- [REQUIRED TASK] According to the passage on women in the New Testament, in which chapter and verses of Luke is Mary's Magnificat found?

I’m indebted to Mike Cope, Sara Barton, Scot McKnight, and many others who helped to open my eyes to new things in the Word, in particular, some of the things that we’re going to talk about today. We hear God’s Voice though the Word and through these people.
In Part 1 we looked at Old Testament WDWD (What Do Women Do) passages. Now, let’s go to the New Testament to look at both WDWD passages but also the WKSP (Women Keep Silent Passages). In the New Testament, what did women do? The third female psalmist that we’ve mentioned…we’ve mentioned psalmists Miriam and Deborah and now Mary. Mary is credited with a psalm, we call it the Magnificat. It’s sung a lot of times around Christmas.
It’s found in Luke 1:46-55. Mary’s Magnificat not only magnifies God, but also proclaims that future generations will call Mary blessed.
Frankly, because of the Protestant churches looking at the Catholic church and being nervous about exalting Mary and we don’t want to do quite what Catholic churches seem to do and exalt Mary.
But we need to pay attention to Mary and her influence. She was a very influential woman. She carried the Lord in her body.
The image of God himself was in her. She delivered the Messiah and she cared for him. She brought him up and she taught him how to pray. She had a great influence on the Messiah.

(Region outline entries)

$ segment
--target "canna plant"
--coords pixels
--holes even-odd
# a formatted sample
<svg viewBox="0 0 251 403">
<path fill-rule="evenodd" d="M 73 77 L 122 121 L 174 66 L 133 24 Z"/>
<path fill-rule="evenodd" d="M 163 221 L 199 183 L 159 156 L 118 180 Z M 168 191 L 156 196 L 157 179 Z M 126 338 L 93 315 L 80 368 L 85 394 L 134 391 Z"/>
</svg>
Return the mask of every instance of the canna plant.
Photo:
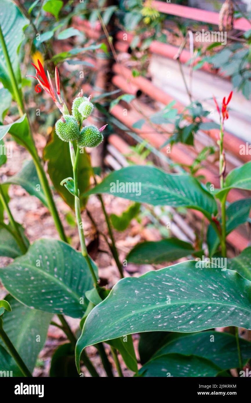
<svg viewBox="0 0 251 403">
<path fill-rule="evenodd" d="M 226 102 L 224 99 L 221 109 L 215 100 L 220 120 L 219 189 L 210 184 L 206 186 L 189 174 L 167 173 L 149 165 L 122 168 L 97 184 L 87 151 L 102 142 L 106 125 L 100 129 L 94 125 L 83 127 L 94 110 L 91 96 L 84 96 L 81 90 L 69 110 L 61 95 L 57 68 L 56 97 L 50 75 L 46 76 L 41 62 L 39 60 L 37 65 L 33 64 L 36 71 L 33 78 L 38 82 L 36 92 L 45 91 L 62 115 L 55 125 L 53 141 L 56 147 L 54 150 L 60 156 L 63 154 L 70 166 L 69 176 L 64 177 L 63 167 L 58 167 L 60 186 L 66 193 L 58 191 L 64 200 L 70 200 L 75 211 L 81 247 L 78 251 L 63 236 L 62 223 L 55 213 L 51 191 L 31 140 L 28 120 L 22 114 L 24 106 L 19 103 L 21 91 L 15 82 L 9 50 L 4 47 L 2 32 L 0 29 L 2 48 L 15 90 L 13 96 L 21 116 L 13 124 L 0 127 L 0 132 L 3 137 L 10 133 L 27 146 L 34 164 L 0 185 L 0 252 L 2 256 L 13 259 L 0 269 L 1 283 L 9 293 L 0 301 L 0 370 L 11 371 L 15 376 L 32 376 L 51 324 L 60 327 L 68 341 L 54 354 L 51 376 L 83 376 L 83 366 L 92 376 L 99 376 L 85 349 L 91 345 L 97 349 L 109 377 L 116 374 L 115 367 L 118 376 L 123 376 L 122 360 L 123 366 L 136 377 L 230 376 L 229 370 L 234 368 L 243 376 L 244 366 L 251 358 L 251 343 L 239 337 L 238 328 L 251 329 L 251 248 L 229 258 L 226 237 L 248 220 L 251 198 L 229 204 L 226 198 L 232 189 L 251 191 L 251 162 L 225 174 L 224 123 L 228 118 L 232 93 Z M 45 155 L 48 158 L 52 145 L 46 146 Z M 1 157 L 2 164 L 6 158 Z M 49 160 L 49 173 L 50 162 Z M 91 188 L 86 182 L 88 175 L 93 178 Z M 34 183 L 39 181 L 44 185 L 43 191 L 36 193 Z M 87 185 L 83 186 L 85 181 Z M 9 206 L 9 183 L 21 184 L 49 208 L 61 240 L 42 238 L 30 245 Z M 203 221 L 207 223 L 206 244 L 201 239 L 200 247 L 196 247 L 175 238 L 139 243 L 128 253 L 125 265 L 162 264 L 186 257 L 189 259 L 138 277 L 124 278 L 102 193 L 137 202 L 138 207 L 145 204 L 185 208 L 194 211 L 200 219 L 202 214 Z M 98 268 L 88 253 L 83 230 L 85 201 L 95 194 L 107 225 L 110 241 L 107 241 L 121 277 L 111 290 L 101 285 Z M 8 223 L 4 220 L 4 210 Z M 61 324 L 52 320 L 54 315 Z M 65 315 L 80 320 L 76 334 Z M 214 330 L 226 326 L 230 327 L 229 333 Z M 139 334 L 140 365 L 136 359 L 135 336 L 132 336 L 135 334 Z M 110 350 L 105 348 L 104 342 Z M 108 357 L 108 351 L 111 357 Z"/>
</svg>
...
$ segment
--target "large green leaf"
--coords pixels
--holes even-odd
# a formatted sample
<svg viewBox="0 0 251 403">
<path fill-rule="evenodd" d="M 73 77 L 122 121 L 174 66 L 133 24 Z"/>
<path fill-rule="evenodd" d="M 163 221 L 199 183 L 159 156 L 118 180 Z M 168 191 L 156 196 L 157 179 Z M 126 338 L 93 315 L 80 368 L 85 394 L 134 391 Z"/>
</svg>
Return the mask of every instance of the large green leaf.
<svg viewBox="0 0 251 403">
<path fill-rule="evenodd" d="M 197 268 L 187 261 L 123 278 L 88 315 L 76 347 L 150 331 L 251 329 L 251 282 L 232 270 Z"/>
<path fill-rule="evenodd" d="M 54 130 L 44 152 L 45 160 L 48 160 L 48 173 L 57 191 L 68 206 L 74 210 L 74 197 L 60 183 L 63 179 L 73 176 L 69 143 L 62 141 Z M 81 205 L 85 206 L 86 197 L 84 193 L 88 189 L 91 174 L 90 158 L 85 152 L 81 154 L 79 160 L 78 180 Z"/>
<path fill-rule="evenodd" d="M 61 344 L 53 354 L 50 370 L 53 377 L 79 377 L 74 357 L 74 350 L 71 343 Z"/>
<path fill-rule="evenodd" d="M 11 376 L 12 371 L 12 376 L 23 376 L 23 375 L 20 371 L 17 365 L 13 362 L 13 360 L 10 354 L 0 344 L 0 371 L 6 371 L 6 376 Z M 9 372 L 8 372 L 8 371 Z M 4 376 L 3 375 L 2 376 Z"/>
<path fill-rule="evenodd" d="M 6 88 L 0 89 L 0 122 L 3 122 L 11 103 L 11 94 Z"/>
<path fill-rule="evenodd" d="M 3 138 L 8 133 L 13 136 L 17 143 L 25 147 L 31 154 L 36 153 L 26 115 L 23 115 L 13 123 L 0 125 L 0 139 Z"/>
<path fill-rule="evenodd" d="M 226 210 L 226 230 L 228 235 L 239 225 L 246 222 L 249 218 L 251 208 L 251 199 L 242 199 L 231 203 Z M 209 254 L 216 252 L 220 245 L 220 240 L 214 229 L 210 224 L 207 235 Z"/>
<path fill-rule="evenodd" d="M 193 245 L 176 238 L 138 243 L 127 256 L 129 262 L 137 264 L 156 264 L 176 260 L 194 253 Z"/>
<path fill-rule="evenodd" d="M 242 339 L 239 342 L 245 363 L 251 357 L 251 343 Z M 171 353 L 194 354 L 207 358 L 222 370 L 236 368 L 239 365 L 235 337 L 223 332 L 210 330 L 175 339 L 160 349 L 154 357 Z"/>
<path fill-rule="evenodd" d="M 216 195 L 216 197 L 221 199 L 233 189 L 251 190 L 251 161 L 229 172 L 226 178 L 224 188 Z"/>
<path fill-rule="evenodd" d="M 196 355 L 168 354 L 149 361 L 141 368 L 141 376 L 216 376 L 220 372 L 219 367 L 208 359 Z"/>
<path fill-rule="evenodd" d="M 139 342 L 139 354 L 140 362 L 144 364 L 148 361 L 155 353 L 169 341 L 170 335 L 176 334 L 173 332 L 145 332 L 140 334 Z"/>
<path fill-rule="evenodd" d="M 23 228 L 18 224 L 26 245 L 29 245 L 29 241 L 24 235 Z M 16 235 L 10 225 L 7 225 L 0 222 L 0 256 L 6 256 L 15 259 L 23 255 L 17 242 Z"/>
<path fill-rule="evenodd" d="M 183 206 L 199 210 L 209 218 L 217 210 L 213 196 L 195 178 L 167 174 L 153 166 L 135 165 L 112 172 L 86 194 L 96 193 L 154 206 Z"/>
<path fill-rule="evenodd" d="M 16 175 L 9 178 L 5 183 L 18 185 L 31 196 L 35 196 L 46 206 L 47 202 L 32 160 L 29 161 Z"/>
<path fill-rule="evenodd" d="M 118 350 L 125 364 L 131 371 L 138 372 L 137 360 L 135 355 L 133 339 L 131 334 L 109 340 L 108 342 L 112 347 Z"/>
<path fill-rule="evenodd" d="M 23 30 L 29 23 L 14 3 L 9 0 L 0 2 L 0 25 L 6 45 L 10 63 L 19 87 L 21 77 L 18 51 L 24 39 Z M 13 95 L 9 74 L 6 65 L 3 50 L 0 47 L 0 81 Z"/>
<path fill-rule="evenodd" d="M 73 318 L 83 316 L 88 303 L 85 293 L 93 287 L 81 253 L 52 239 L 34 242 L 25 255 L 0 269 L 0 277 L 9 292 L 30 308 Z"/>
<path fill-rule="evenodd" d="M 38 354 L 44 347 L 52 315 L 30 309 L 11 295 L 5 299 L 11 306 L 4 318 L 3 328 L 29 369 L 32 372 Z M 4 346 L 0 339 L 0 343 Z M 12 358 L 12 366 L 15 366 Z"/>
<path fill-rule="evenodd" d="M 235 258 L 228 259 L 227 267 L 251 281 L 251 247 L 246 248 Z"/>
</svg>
==
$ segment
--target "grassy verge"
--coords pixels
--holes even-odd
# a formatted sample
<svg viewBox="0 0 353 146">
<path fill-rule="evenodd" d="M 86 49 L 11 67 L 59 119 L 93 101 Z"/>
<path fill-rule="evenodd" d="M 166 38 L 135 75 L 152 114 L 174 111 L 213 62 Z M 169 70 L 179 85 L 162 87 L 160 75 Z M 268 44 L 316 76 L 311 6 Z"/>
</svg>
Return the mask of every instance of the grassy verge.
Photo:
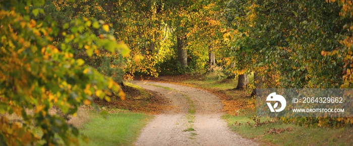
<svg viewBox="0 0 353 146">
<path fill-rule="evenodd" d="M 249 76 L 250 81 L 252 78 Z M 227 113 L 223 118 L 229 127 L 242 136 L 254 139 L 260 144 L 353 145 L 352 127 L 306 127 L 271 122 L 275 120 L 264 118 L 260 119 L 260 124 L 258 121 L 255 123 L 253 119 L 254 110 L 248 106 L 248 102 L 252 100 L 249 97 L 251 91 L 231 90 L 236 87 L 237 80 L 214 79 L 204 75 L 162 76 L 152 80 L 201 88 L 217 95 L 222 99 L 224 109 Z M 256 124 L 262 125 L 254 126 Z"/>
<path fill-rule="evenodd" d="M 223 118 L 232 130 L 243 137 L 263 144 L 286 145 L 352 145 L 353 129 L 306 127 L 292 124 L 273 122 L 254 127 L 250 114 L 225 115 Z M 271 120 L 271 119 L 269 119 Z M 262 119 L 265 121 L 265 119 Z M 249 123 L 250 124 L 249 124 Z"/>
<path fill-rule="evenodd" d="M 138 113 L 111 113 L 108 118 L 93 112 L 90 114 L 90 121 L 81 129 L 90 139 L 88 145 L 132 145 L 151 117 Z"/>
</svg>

- [SOLVED EXERCISE] Luke 1:46-55.